*TEXT SECTION*.
>>>

If you are receiving one channel on a frequency, you are receiving them all.

ATSC channels and subchannels are all carried in the same RF signal.

If one channel is not decoding. the problem is at the station.

Give them a call, perhaps they are only transmitting a blank channel.


----------



## crodrules (Nov 21, 2016)

Michael P said:


> NOTE: I have been reporting the OTA guide issues for my DVR in the Cleveland DMA since the beginning and nothing has ever changed...


Could you please add WMFD 068-01 to your list of OTA guide issues? (if you are still tracking this issue, and if WMFD was not already on your list) We are at the outer fringe of the Cleveland DMA, so you may not receive our station OTA where you are, but you would receive WMFD via satellite on Dish channel 012-00 (SD and HD) with the proper guide information. At some point (long before this thread was started, and this is an *old* thread) the link to map the satellite-delivered guide data to the OTA channel was broken, and it has never been fixed, even though Dish still uplinks the guide data.


----------



## James Long (Apr 17, 2003)

<<<

Region labeling records
>>>

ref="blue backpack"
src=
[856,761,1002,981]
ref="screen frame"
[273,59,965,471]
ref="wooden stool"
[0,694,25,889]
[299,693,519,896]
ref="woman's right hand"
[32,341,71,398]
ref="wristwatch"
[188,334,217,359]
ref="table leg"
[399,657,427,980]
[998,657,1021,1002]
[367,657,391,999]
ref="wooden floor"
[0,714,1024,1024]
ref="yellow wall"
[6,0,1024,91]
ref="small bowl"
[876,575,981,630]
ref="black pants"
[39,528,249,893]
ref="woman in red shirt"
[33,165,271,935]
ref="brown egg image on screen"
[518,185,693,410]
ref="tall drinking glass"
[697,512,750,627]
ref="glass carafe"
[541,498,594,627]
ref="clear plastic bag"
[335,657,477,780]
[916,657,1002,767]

<<<

*EXERCISE INSTRUCTIONS*.
[A] In the forum thread on over-the-air channels, write out the passage from "If you are receiving" to "(Nov 21, 2016)", swapping "RF signal" for "broadcast signal".
[B] Which forum users are named in the thread on over-the-air channels? List every one.

*SOLUTIONS PER TASK*.
[A]
If you are receiving one channel on a frequency, you are receiving them all.

ATSC channels and subchannels are all carried in the same broadcast signal.

If one channel is not decoding. the problem is at the station.

Give them a call, perhaps they are only transmitting a blank channel.


----------



## crodrules (Nov 21, 2016)

[B]
crodrules
Michael P
James Long